> _DATA LINES_:
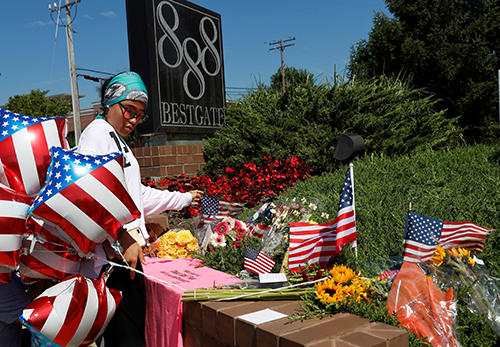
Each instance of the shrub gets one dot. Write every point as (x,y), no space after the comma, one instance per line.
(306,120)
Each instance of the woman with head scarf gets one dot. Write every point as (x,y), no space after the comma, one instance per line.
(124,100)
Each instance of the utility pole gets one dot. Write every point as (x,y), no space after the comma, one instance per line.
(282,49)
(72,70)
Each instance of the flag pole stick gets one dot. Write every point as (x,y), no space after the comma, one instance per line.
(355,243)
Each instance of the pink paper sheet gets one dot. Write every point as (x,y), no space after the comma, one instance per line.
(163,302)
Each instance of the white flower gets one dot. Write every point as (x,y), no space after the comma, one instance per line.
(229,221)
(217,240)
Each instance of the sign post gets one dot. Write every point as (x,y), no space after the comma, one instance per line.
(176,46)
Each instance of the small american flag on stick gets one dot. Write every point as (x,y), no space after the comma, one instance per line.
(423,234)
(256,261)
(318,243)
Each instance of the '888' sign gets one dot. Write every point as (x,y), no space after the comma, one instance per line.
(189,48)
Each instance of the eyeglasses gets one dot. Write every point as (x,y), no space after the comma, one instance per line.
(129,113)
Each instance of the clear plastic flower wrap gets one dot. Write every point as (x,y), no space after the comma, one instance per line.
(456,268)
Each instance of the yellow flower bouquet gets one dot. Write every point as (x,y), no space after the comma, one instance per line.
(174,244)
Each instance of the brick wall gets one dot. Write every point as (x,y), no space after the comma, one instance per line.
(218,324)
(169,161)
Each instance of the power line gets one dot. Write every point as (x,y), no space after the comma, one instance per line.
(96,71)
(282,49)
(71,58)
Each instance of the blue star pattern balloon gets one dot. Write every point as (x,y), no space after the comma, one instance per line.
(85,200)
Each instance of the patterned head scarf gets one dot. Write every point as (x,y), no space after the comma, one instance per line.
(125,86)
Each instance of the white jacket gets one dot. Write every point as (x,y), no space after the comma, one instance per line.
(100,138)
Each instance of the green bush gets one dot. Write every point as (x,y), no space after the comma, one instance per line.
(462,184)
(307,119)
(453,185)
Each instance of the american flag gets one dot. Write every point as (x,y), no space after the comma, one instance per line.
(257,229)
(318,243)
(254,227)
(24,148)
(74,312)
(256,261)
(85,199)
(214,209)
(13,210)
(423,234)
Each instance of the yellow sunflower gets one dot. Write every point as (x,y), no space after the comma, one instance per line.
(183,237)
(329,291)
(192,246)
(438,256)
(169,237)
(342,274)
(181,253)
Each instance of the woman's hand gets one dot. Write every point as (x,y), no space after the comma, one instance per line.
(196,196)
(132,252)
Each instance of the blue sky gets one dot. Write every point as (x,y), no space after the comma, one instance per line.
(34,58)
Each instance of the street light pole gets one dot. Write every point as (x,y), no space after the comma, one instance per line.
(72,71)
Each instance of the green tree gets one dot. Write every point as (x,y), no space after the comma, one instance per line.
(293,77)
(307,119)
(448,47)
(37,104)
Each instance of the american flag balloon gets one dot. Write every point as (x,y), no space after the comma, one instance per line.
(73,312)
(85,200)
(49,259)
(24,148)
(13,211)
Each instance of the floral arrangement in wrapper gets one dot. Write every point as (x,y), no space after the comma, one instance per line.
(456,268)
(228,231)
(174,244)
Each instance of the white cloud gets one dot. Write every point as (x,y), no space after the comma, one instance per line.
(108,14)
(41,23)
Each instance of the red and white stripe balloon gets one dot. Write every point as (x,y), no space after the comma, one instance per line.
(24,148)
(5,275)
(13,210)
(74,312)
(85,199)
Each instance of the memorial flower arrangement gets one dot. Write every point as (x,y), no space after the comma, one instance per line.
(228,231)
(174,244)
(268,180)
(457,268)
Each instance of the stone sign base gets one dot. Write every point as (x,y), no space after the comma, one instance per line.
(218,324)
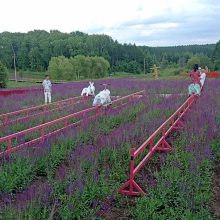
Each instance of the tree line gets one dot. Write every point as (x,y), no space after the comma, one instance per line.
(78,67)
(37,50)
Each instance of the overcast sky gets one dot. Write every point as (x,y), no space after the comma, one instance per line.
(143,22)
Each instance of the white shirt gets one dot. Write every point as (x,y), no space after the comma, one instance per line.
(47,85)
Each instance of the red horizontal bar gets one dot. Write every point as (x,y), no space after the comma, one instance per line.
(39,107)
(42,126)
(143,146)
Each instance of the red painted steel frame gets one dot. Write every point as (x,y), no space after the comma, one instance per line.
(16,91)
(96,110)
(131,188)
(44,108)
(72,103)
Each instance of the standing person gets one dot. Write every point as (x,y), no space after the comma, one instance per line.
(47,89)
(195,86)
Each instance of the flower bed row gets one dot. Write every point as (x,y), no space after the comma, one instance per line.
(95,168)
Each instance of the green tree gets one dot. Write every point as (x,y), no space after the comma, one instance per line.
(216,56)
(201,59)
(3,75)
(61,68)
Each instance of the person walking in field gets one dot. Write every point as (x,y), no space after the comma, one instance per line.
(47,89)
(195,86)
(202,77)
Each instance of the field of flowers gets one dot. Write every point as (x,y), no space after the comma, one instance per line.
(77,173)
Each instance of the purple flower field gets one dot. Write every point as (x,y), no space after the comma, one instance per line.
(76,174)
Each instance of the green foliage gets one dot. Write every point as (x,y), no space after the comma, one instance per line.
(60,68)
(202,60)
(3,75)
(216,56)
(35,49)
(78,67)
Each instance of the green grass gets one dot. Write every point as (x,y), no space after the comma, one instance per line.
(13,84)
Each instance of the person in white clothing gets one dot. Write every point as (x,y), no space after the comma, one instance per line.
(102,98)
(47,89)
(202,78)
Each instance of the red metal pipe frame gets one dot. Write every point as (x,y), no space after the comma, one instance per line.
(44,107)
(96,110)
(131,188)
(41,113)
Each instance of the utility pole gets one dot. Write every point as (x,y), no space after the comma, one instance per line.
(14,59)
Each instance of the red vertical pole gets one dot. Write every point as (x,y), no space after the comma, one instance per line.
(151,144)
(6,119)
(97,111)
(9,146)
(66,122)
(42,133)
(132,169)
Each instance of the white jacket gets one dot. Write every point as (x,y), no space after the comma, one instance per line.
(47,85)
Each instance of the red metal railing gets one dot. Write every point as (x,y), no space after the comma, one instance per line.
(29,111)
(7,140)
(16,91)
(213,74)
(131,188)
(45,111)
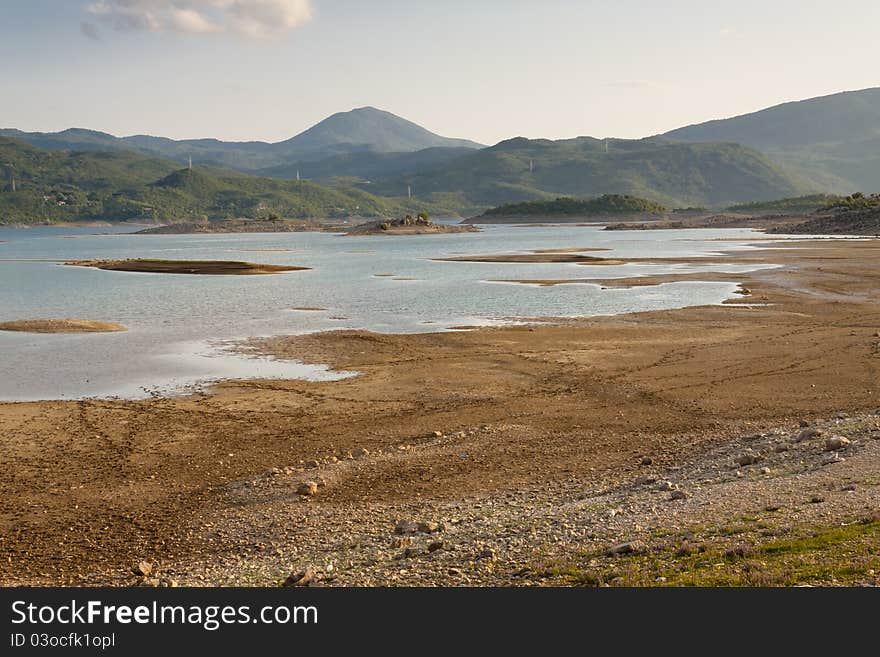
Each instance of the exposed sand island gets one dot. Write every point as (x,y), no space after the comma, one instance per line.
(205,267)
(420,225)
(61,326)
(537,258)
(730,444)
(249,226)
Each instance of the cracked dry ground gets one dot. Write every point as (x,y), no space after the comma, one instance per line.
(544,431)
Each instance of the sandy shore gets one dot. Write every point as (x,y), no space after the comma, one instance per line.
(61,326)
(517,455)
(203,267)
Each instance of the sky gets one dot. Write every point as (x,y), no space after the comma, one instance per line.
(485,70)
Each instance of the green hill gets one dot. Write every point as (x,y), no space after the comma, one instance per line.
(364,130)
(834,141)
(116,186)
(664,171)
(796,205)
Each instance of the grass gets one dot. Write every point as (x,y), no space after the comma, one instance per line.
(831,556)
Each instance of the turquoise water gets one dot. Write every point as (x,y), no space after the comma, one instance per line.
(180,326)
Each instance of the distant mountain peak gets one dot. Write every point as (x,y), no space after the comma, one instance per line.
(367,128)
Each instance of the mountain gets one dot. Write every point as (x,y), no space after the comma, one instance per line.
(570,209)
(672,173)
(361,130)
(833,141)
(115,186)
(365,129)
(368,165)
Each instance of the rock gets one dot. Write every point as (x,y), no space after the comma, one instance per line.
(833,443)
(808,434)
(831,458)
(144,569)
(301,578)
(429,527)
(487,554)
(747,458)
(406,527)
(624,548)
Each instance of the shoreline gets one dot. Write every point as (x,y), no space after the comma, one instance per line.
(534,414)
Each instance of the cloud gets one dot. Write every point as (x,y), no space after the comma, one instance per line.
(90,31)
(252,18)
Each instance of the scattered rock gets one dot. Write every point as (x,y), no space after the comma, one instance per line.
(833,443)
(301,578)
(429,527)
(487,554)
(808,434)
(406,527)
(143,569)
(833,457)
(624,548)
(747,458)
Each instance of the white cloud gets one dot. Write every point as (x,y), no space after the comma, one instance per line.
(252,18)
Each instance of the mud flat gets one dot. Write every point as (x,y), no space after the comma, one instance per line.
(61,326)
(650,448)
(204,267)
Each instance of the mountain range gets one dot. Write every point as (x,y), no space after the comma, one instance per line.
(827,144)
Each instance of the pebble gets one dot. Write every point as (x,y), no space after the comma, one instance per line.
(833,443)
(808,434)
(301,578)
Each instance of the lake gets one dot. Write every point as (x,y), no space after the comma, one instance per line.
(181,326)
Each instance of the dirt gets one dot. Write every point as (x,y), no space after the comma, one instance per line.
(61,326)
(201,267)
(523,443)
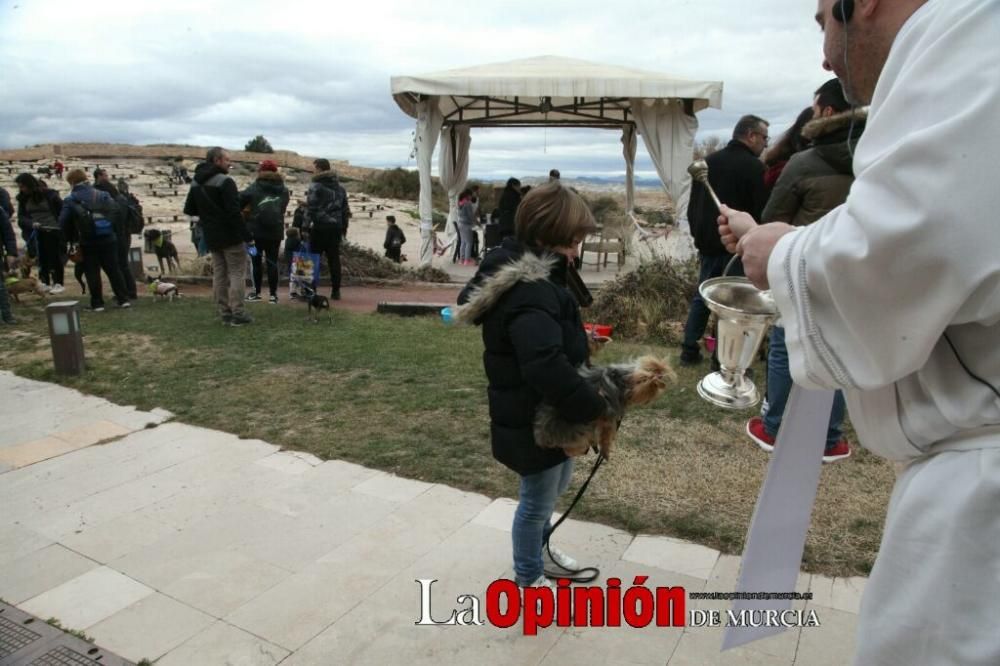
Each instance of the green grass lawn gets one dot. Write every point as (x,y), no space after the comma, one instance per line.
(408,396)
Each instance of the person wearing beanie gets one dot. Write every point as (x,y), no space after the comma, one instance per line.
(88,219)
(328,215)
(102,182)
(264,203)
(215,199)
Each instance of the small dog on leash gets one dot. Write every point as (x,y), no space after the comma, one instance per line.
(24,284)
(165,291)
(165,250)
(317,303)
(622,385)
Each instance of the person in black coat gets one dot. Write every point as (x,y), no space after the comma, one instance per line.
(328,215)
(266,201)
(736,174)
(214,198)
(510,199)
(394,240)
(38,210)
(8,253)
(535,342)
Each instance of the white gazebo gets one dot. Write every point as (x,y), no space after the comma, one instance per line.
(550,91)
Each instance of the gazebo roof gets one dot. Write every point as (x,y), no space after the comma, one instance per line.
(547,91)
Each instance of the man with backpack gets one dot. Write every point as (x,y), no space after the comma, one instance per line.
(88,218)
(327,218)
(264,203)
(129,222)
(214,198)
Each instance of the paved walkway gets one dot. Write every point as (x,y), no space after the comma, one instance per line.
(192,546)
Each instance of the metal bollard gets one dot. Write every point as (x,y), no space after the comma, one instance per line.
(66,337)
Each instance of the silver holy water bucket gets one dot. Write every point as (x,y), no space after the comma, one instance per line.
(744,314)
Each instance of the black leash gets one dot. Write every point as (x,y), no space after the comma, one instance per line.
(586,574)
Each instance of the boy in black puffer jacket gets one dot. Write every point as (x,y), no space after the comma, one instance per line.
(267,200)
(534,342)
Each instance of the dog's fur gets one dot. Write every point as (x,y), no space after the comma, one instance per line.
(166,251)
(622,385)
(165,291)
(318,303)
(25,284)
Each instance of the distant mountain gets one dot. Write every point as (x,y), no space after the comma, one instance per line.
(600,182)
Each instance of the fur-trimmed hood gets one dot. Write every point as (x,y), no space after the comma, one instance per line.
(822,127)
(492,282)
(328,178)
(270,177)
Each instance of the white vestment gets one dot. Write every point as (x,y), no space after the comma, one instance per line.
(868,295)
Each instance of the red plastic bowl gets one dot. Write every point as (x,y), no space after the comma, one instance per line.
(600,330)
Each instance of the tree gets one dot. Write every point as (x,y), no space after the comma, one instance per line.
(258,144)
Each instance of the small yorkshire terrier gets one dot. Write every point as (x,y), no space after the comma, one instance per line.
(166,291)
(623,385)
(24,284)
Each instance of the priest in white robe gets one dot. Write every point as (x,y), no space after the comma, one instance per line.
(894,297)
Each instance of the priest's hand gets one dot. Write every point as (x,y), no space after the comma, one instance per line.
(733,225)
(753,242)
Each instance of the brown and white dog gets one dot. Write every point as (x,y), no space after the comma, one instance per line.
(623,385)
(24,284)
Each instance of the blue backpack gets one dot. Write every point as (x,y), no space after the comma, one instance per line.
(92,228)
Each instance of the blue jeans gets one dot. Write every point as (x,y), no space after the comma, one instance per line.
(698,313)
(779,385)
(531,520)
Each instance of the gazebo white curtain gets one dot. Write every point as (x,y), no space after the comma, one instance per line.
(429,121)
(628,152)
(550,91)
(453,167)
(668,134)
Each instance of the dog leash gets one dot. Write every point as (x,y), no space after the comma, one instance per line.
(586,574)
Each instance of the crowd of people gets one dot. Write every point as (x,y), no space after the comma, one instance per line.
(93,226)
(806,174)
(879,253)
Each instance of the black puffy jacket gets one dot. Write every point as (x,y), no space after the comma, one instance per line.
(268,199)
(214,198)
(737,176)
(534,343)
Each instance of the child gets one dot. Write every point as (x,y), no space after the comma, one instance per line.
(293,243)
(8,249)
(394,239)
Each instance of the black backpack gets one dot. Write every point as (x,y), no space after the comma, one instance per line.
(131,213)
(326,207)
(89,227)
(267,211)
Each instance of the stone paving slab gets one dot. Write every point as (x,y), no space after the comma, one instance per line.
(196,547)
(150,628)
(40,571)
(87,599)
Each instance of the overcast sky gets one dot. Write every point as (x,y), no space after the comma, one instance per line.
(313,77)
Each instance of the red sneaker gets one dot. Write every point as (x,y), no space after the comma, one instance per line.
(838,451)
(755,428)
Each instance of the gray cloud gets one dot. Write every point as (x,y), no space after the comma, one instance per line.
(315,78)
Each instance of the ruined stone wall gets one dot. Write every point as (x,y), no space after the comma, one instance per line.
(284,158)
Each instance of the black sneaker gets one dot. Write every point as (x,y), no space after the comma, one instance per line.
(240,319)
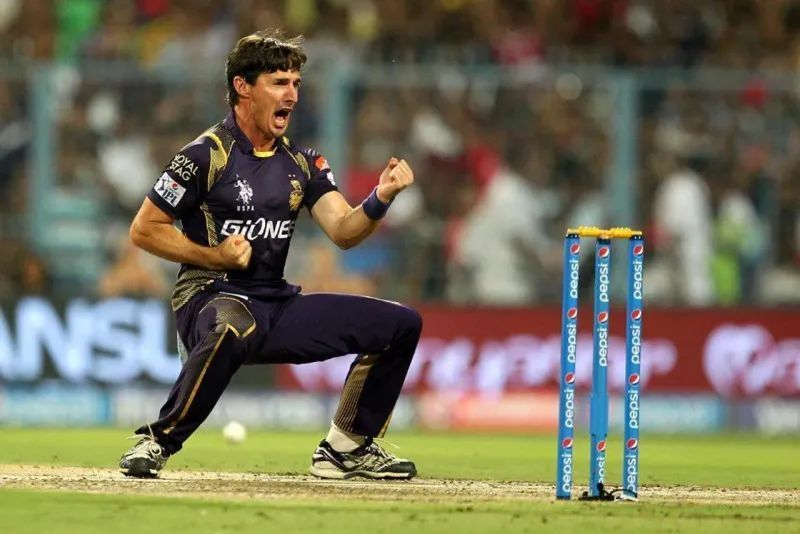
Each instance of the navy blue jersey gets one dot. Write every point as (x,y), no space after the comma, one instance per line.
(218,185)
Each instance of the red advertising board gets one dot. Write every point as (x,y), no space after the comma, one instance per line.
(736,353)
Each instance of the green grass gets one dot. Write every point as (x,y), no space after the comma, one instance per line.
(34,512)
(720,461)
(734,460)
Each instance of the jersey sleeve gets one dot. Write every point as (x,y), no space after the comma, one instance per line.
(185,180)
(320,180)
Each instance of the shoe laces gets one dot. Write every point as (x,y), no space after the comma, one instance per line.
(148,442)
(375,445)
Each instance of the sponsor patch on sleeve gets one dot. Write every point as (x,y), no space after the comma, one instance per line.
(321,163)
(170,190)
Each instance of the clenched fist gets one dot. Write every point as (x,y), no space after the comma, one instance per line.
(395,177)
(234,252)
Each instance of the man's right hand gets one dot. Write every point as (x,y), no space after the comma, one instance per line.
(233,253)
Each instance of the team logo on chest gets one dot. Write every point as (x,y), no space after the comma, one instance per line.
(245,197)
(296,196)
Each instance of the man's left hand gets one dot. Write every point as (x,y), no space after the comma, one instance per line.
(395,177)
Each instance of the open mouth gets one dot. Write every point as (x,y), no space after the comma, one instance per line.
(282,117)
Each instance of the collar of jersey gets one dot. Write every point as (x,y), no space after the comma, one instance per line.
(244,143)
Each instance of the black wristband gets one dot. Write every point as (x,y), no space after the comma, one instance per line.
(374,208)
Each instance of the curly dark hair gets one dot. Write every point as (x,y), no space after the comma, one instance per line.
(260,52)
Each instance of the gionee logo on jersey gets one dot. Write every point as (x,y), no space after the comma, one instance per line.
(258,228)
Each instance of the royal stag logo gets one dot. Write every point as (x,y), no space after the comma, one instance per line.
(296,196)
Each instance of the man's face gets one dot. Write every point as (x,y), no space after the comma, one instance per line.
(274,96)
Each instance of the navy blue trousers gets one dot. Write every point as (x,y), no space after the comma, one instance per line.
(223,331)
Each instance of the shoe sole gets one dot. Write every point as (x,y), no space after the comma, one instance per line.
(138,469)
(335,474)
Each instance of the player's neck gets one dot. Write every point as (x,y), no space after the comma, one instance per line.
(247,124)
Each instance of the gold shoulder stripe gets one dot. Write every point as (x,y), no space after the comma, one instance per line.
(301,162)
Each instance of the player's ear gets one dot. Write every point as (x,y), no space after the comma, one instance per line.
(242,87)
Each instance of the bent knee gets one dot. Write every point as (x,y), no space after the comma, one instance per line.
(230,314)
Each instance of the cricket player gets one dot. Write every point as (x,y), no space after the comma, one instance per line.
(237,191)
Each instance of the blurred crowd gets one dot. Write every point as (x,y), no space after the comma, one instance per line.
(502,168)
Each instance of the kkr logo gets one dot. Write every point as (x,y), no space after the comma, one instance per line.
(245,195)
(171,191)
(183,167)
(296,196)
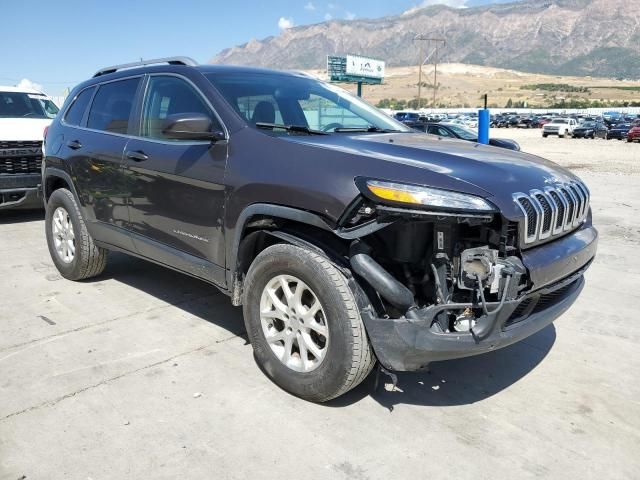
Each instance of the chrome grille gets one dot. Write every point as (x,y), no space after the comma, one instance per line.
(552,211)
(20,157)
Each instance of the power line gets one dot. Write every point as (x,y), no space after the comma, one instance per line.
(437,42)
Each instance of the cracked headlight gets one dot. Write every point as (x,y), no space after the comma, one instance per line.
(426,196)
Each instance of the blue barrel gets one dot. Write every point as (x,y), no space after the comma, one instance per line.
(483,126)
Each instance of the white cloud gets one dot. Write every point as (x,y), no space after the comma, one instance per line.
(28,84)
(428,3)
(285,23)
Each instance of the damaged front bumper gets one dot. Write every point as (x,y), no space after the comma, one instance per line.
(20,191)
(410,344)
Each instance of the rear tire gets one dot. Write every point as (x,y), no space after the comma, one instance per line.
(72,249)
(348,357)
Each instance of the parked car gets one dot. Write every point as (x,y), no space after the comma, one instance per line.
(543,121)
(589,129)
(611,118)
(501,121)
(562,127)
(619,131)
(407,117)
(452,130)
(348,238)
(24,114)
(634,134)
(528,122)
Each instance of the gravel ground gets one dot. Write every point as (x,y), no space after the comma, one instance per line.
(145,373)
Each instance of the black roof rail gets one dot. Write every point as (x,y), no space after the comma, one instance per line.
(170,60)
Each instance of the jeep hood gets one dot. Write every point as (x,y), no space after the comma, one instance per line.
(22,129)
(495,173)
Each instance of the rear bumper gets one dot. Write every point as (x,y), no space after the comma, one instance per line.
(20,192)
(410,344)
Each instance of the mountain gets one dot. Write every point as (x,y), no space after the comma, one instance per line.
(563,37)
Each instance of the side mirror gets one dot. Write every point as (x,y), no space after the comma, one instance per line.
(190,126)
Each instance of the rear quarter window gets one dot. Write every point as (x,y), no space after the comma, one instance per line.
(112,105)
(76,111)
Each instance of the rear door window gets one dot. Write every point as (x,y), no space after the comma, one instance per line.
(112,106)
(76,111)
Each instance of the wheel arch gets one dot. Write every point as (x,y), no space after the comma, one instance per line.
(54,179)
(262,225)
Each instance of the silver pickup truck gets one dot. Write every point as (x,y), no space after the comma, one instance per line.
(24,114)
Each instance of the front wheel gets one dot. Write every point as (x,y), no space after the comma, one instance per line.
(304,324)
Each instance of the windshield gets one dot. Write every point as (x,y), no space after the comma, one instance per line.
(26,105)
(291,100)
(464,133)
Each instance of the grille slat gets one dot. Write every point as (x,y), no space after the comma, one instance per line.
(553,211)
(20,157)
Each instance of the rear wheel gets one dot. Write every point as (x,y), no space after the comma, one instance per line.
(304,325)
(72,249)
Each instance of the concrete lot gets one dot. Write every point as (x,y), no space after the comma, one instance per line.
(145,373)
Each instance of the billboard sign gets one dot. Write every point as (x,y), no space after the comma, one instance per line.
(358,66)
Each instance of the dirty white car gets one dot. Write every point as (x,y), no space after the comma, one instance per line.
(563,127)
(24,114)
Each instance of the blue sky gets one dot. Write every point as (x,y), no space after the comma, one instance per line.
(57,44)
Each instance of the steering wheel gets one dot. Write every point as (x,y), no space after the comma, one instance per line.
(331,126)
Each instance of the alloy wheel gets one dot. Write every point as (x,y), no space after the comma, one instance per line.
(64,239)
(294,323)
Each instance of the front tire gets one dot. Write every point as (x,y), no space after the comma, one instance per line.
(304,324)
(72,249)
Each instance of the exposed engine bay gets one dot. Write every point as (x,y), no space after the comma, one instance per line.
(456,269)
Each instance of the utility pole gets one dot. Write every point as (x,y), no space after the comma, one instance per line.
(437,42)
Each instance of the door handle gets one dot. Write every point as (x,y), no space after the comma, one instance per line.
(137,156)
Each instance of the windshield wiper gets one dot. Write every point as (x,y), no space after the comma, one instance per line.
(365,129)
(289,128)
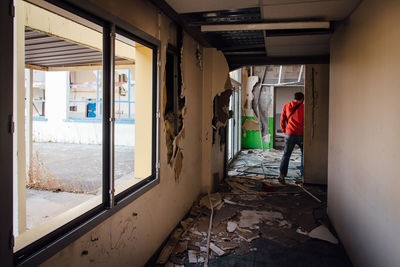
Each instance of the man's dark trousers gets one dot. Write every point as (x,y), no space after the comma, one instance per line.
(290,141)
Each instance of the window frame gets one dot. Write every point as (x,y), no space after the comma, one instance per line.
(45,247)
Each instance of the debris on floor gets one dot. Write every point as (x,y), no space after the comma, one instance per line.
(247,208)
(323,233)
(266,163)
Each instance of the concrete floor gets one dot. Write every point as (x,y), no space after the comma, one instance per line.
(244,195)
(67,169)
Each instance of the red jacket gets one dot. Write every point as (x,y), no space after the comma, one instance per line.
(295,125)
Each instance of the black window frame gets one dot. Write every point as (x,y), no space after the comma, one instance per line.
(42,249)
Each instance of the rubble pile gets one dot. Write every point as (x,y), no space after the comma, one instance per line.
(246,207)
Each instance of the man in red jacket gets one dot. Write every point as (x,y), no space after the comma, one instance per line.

> _EXERCISE AIM_: Where the line containing "Each instance of the windshield wiper" appears above, start there and set down each line exactly through the last line of the data; leave out every picture.

> _EXERCISE OUTPUT_:
Each instance of the windshield wiper gets one dot. Write every point as (x,y), no space after the comma, one instance per line.
(365,129)
(289,128)
Each instance of the man's dark trousers gets one dot. Write every point as (x,y), no space after the comma, one instance per line.
(290,141)
Each instance of the window frame gets one dot. Write every point as (x,y), no space after the comma, one instance per line.
(45,247)
Each instance of the debris on floor gets one dot. Write every point as (x,y), no space after the comma, one instance per line.
(247,208)
(323,233)
(266,163)
Each instance of the concrete floor gets one dot. Write every point as (x,y), no space after the comma, one instance per line.
(244,195)
(67,169)
Each instance of the red jacket gets one dot. Write every point as (x,y), no space after the comma, one instance per line.
(295,125)
Each instance of the black window frame gets one dot. Write every point as (x,y), no space after the comma, one instance per line.
(42,249)
Each instance of the rubble pile gets one dot. Write every point as (x,y), no space after the comma, one instance per line.
(246,207)
Each instance of the man in red jacket gets one dot. Write every point as (x,y), no space after the comma, one instance per line.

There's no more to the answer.